Exercise goal → For this exercise, return exactly the lines of the material below that begin at the one with "Scan for smiling mouth in the image above." and stop after the one with "Scan for eye in the image above.".

Material shown →
%%
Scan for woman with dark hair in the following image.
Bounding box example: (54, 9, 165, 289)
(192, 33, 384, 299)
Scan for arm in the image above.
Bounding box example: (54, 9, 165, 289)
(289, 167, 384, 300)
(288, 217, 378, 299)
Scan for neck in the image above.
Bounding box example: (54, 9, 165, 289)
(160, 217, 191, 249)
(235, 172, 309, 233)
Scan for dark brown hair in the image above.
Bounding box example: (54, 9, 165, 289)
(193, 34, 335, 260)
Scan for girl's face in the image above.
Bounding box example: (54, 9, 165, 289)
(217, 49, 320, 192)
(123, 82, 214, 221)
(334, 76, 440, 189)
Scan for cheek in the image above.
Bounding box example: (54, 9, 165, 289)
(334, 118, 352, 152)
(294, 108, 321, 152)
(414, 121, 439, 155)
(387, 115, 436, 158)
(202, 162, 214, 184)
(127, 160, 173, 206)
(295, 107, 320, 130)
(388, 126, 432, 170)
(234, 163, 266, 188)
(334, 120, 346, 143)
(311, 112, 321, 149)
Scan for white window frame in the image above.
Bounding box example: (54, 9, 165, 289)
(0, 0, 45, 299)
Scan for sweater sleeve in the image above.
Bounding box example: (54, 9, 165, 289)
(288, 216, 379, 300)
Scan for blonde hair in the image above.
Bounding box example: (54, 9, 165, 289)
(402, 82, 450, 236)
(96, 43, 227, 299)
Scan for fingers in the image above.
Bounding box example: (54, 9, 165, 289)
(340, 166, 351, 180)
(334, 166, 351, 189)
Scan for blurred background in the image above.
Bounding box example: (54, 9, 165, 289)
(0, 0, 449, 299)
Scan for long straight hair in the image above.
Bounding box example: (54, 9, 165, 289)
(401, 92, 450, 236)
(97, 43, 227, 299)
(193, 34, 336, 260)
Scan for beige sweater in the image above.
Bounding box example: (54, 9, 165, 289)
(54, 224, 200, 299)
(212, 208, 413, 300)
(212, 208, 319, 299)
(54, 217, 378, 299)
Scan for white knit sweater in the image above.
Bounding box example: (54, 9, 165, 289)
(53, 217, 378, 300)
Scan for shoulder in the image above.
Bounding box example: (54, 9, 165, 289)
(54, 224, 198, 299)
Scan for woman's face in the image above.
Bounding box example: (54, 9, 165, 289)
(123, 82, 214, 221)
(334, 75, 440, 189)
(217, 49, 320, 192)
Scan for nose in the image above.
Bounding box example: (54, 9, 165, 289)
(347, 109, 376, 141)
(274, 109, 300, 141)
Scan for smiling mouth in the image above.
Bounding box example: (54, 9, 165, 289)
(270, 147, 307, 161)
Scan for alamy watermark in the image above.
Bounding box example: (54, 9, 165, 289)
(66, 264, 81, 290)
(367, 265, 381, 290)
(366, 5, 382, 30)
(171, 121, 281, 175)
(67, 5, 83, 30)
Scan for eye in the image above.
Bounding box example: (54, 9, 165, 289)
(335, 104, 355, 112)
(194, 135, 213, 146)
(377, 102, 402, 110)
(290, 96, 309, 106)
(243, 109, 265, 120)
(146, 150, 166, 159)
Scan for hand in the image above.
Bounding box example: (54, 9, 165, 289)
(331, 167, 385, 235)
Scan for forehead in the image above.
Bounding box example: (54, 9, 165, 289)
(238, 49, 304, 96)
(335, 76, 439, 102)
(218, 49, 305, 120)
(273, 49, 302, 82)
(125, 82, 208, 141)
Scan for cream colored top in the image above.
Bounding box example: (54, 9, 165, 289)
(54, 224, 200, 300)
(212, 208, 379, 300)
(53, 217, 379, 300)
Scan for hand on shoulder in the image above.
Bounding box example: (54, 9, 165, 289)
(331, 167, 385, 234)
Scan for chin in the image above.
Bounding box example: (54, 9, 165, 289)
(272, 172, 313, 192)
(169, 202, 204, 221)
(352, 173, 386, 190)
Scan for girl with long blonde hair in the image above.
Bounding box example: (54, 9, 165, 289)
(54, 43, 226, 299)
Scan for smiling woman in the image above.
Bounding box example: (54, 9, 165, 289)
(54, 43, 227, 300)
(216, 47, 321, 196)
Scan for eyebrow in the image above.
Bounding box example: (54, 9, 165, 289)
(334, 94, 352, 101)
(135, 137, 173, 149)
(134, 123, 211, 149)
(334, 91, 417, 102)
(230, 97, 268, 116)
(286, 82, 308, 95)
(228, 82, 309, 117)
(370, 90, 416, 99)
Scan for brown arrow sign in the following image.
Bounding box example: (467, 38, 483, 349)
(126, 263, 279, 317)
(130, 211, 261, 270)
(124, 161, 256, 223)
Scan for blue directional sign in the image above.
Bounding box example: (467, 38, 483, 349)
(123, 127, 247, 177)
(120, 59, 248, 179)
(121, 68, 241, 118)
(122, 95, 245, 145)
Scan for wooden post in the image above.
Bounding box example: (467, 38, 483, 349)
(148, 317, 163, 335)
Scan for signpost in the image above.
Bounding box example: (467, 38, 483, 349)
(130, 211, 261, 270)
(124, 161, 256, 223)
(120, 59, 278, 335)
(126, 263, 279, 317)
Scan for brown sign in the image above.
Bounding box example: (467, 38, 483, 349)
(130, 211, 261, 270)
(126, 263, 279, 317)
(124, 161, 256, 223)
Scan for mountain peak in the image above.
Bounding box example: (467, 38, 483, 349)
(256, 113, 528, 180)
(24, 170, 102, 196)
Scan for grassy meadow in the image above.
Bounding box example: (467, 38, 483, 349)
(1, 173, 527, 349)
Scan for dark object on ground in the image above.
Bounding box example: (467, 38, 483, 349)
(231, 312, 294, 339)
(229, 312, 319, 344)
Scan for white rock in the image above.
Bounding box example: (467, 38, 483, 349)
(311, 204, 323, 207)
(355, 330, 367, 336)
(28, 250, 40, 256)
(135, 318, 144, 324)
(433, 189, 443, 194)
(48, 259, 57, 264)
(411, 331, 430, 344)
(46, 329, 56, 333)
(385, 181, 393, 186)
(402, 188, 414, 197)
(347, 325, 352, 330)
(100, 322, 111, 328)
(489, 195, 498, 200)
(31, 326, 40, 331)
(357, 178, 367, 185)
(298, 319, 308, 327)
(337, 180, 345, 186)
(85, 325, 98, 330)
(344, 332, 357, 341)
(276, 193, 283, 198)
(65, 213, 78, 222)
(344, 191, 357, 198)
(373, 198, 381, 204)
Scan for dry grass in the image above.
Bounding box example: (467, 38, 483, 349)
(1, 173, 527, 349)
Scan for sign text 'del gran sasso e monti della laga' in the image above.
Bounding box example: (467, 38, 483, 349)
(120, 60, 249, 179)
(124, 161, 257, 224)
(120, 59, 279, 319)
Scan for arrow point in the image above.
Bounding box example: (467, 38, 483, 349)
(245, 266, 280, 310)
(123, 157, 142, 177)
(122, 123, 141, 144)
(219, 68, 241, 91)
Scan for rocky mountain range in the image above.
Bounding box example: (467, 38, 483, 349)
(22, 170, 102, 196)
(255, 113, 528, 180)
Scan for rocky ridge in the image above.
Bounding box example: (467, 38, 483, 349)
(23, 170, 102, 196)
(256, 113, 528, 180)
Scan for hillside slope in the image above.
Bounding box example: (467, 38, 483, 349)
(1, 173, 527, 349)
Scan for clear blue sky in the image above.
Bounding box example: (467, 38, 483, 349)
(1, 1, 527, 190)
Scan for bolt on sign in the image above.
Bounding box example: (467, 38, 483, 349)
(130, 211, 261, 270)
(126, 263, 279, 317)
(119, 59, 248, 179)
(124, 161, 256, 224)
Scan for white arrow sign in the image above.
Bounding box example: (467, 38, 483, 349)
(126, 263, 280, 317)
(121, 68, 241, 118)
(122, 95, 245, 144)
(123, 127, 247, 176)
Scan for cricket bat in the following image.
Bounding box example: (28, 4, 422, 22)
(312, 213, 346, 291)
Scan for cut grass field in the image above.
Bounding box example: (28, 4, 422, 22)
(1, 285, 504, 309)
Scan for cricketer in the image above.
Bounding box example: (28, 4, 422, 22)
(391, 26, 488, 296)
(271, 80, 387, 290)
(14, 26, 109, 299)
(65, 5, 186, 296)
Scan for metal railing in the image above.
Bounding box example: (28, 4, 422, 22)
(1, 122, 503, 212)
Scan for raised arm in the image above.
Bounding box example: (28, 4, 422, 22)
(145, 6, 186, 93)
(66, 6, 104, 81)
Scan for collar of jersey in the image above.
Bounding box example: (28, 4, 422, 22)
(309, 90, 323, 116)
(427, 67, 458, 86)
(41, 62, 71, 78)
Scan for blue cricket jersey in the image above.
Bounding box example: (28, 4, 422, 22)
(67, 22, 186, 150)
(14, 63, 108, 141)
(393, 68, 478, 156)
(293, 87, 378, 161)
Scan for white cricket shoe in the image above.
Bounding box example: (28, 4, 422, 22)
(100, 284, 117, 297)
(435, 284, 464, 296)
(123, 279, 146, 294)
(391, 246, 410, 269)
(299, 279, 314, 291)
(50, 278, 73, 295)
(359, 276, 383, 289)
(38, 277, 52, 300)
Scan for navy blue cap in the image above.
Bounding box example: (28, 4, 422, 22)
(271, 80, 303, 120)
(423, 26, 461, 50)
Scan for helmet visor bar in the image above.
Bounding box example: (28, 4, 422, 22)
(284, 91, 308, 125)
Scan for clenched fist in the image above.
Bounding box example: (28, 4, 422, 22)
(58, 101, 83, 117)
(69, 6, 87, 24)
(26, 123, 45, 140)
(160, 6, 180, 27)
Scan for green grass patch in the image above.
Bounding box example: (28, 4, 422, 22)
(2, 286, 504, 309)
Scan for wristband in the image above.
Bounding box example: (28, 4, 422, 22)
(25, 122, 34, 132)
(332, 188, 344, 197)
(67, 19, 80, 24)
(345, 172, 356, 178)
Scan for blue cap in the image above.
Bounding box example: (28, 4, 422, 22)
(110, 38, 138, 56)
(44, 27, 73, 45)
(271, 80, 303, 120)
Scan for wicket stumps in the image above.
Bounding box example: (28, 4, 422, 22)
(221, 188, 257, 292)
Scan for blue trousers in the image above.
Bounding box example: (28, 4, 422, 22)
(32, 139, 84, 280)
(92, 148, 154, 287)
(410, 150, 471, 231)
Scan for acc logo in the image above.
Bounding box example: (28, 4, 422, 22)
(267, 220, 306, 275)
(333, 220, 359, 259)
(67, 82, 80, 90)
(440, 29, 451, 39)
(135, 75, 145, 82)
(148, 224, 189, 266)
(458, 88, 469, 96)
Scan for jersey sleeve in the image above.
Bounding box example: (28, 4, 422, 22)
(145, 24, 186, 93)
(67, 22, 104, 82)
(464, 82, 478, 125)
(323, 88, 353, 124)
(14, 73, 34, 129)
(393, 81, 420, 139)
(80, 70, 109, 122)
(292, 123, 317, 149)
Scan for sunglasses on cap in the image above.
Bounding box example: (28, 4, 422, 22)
%%
Solution to the problem →
Scan for smiling mouth in the image above.
Bounding box example: (54, 9, 165, 289)
(270, 147, 307, 161)
Scan for alamy watermark in the image above.
Bounding box example: (54, 9, 165, 289)
(66, 264, 81, 290)
(367, 265, 381, 290)
(366, 5, 382, 30)
(171, 121, 281, 175)
(67, 5, 83, 30)
Scan for eye in the image above.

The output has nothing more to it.